▸ Records of labeled boxes

* START *

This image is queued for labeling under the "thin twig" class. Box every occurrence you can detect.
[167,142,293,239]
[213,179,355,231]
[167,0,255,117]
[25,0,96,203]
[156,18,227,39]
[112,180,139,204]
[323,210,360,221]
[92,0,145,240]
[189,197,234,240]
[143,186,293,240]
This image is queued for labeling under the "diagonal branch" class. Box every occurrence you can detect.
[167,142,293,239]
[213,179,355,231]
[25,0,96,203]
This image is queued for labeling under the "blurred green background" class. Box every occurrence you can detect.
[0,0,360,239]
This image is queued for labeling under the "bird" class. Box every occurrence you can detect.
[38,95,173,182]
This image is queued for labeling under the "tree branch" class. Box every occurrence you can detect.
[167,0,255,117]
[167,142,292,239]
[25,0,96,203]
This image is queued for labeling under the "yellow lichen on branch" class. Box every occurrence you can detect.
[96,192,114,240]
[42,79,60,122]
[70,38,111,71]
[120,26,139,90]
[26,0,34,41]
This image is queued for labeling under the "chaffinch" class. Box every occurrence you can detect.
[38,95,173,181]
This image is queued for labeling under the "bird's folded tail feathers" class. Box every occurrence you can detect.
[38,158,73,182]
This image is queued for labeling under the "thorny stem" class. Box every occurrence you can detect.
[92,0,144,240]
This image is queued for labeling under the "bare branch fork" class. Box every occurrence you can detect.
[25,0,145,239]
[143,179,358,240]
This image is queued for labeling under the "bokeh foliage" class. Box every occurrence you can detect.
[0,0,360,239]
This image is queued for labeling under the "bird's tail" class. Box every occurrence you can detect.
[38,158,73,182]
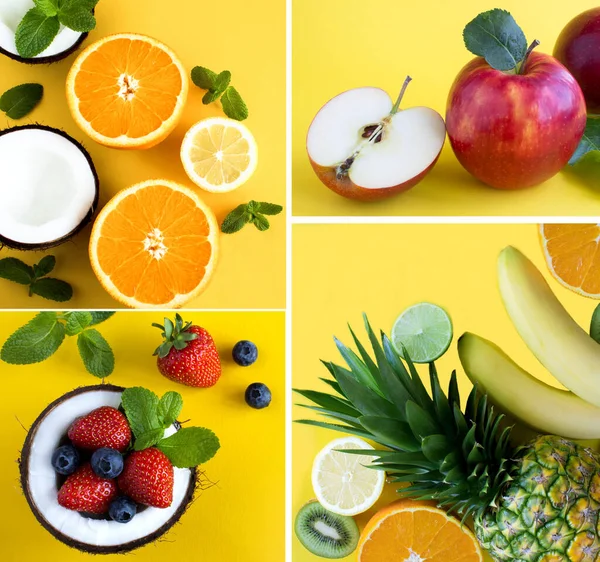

* END *

▸ Aim of the exercise
Identify each line above that contains the word "labeling" and copy those lines in full.

▸ Result below
This image is queued for labeling under the "thin twig" class. Box every occurrence you can detect.
This image is queued for labeling under the "diagonal branch" class. Box every occurrence you can detect.
This image is queued for labeling under the "blurred green background" class. Box every occurrence you can detect.
This image is queued for labeling under the "bird" class. Box every occurrence you can detect.
This image is queued for labeling under the "tree branch" class. Box every occurrence you can detect.
This image is queued for labeling under the "yellow lichen on branch" class. Box every occurrence you can detect.
This image is queued for labeling under the "chaffinch" class. Box every occurrence you can detect.
This image is queued for labeling under the "bird's folded tail feathers" class. Box every occurrence you can detect.
This image is queued for labeling under the "thorny stem" class. Box every occurrence you can detect.
This image is queued for labeling under the "bare branch fork" class. Box every occurrence you can detect.
This image is queued for labeling under the "bokeh foliage" class. Box every occurrence you can detect.
This image is queued for labeling under the "bird's tail" class. Box every occurrence you can detect.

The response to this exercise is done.